**Challenge:**
Copy out the data below word for word, leaving out no line.

[Excerpts from a location annotation dataset]

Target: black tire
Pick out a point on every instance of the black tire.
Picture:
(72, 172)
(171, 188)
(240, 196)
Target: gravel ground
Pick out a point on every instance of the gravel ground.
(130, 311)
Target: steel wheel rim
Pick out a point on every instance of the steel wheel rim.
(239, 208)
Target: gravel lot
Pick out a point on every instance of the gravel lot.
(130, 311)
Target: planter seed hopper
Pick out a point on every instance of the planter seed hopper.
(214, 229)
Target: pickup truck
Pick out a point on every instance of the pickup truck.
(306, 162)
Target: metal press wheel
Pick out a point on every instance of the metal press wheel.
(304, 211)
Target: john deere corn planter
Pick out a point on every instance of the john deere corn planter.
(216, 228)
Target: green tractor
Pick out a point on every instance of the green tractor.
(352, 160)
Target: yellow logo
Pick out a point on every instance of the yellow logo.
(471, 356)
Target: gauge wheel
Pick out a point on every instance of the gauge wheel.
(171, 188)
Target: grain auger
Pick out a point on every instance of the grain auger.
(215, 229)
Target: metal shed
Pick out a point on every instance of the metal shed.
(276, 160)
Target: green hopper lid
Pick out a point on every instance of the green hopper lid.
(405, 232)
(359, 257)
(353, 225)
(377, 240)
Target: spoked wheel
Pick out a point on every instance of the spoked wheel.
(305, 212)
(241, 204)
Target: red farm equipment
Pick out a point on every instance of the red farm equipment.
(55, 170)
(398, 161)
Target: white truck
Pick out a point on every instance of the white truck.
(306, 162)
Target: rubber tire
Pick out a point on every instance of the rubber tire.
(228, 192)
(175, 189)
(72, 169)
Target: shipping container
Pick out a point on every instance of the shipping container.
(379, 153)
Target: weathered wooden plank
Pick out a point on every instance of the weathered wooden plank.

**Expected answer:**
Target: black tire
Pick out a point on every instance of the black tire.
Picture:
(72, 172)
(171, 188)
(240, 196)
Target: gravel ground
Pick out a point on every instance of the gravel ground.
(130, 311)
Target: steel wheel rim
Pick out a point on every instance of the steel wheel rim.
(239, 208)
Target: gravel lot
Pick out a point on every instance of the gravel lot.
(130, 311)
Target: planter seed hopper
Pick out a point on every instance of the planter seed hopper.
(214, 229)
Target: pickup truck
Pick out a point on every instance of the pickup truck.
(306, 162)
Target: metal press wheel
Pick out a point on every instance of the metal press wheel.
(304, 211)
Target: john deere corn planter
Pick out a point on every instance of the john deere corn planter.
(216, 228)
Target: green tractor
Pick out a point on every instance of the green tractor.
(352, 160)
Target: yellow logo
Pick out a point on every instance of the yellow logo.
(471, 356)
Target: gauge wheel
Pick out a point on every instance of the gauge wheel.
(171, 188)
Target: grain auger
Pick out a point on every instance of the grain auger.
(215, 229)
Target: metal shed
Pick out a point on every instance of the metal shed.
(276, 160)
Target: green hopper lid
Pick out a point on every instance of the green hopper lid.
(405, 232)
(359, 257)
(353, 225)
(377, 240)
Target: spoked wheel
Pick out a point on every instance of the spoked wheel.
(305, 212)
(241, 204)
Target: red farm equipment
Pick out a point on every instance of the red farm equipment.
(55, 170)
(398, 161)
Target: white truck
Pick out a point on every instance of the white truck.
(306, 162)
Target: rubber tire
Pick out a point on every instance of the rubber tire.
(228, 192)
(175, 189)
(72, 169)
Target: shipping container
Pick out a point on every instance of the shipping container.
(379, 153)
Target: weathered wooden plank
Pick out a point on every instance of the weathered wooden plank.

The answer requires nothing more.